• _Stated task 1_
In the Hibernate Search tutorial, condense the paragraph beginning "Hibernate Search is a powerful solution" into a short bulleted list of its main facts.
• _Stated task 2_
List every library version defined in the ext.libraryVersions block of the Hibernate Search tutorial, each with its key.
• _Stated task 3_
Write the next part of the Hibernate Search tutorial, starting right after its last line of code.

21 February 2019

Hibernate Search is a powerful solution to implement full text search capabilities (like google or amazon) in your EE application. Under the hood it will use Apache Lucene directly or over Elasticsearch to build the index. Hibernate Search can be easy integrated with JPA, Hibernate ORM, Infinispan and other sources. If you are use Wildfly - you are lucky, - Hibernate Search already integrated with last one.

So, will see how it works on practice in few simple steps...

1. Let's start with gradle project using EE and hibernate-search dependencies
build.gradle:

apply plugin: 'java'
apply plugin: 'war'

sourceCompatibility = '1.8'
defaultTasks 'clean', 'build'
ext.libraryVersions = [
    javaee                  : '8.0',
    wildfly                 : '15.0.1.Final',
    hibernatesearch         : '5.11.1.Final',
    hibernateentitymanager  : '5.4.1.Final',
    h2                      : '1.4.198',
    dom4j                   : '2.1.1',
    junit                   : '4.12'
]
configurations {
    wildfly
}
repositories {
    mavenCentral()
}
dependencies {
    wildfly "org.wildfly:wildfly-dist:${libraryVersions.wildfly}@zip"
    providedCompile "javax:javaee-api:${libraryVersions.javaee}"
    providedCompile "org.hibernate:hibernate-search-orm:${libraryVersions.hibernatesearch}"
    testCompile "junit:junit:${libraryVersions.junit}"
    testCompile "com.h2database:h2:${libraryVersions.h2}"
    testCompile "org.hibernate:hibernate-entitymanager:${libraryVersions.hibernateentitymanager}"
    testCompile "org.hibernate:hibernate-search-orm:${libraryVersions.hibernatesearch}"
    testCompile "org.dom4j:dom4j:${libraryVersions.dom4j}"
}

2. Create standart JPA entity with hibernate-search annotations
src/main/java/org/.../BlogEntity.java:

package org.kostenko.example.wildfly.hibernatesearch;

import javax.persistence.*;
import org.hibernate.search.annotations.*;

@Entity
@Indexed
public class BlogEntity {

    @Id
    @GeneratedValue(strategy = GenerationType.IDENTITY)
    private Long id;

    @Column
    @Field(store = Store.YES)
    private String title;

    @Column
    @Field(store = Store.YES)

Image location labeling entries
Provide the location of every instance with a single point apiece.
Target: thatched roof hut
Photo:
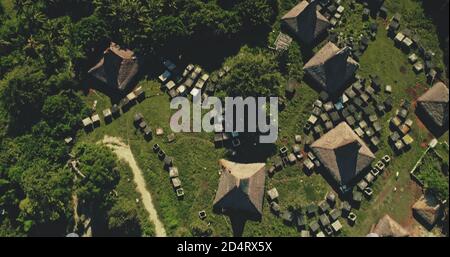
(388, 227)
(433, 107)
(305, 22)
(331, 68)
(343, 153)
(117, 68)
(241, 188)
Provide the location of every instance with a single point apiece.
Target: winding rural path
(123, 151)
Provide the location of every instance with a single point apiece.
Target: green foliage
(168, 32)
(123, 220)
(46, 208)
(253, 74)
(90, 33)
(98, 164)
(62, 114)
(433, 178)
(257, 13)
(200, 228)
(22, 92)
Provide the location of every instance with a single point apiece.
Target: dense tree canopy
(253, 74)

• _Exercise result 1_
- Hibernate Search adds full-text search capabilities, like those of Google or Amazon, to EE applications.
- It builds its index with Apache Lucene, either directly or over Elasticsearch.
- It integrates easily with JPA, Hibernate ORM, Infinispan and other sources.
- Wildfly already comes with Hibernate Search integrated.

• _Exercise result 2_
- javaee: 8.0
- wildfly: 15.0.1.Final
- hibernatesearch: 5.11.1.Final
- hibernateentitymanager: 5.4.1.Final
- h2: 1.4.198
- dom4j: 2.1.1
- junit: 4.12

• _Exercise result 3_
    private String body;

    // getters, setters
}

Main Hibernate Search annotations:

Annotation Description
@Indexed Marks which entities shall be indexed; Allows override the index name. Only @Indexed entities can be searched.
@Field Marks an entity property to be indexed. Supports various options to customize the indexing format: store - enum type indicating whether the value should be stored in the document. Defaults to Store.NO (Field value will not be stored in the index. Storing of values can be helpful to use projections and restore objects directly from index instead of mapped ORM entity), index - enum defining whether the value should be indexed or not. Defaults to Index.YES
@DocumentId Override the property being used as primary identifier in the index. Defaults to the property with JPA’s @Id.
@SortableField Marks a property so that it will be indexed in such way to allow efficient sorting on it.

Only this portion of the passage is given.